WHAT THE TASK ASKS: Restate the data below word for word. Skip any images it contains.
---- ENTRIES PROVIDED
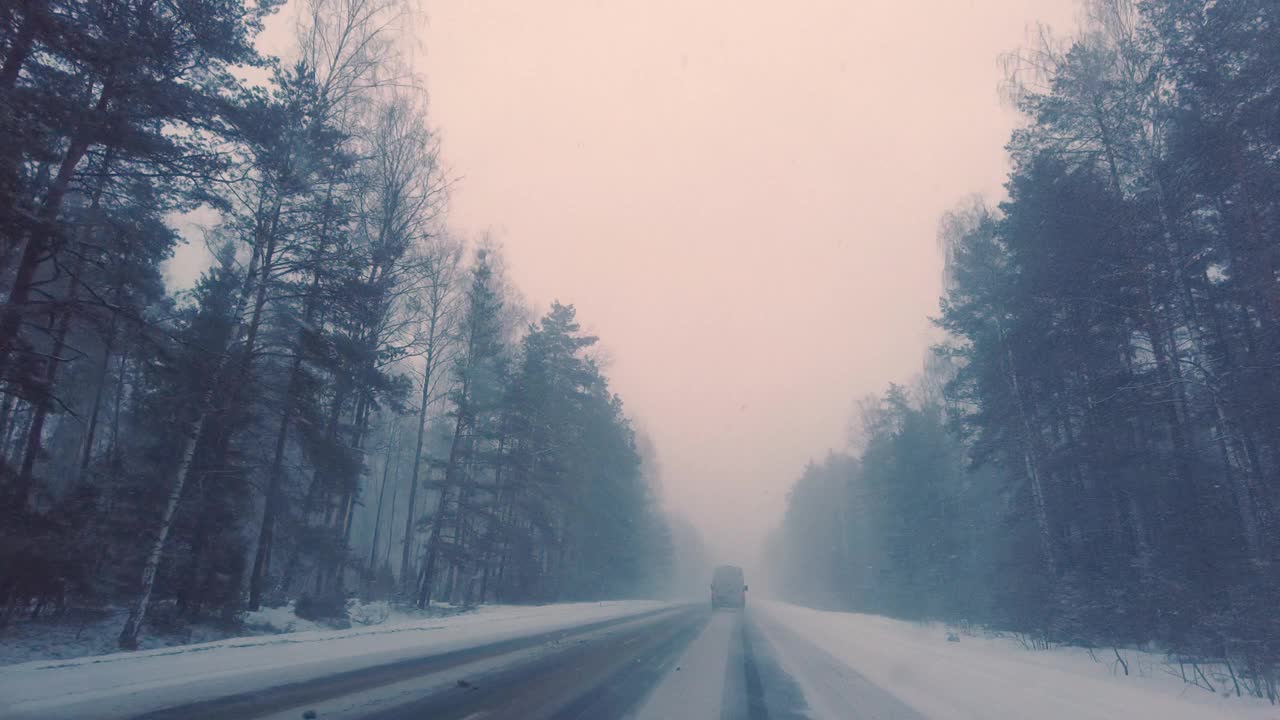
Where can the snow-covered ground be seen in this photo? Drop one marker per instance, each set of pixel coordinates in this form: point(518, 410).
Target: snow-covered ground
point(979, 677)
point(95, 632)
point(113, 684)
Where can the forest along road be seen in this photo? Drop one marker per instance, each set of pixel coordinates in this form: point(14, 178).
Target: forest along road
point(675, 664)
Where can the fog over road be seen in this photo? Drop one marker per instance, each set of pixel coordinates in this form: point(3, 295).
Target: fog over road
--------
EXERCISE SOLUTION:
Where can the snow-covered ground be seen in this photo? Drop one marker per instance, each set of pixel coordinates in this form: point(518, 410).
Target: snow-covered ground
point(979, 677)
point(95, 632)
point(113, 684)
Where can the forest along road be seen in this photo? Drop one marker per instance, each set of pixel coordinates in this form: point(14, 178).
Target: forest along road
point(675, 664)
Where can the fog over road be seen in this photo? Drop one marker per instance, each set of pixel coordinates in this form: point(3, 295).
Target: fog over road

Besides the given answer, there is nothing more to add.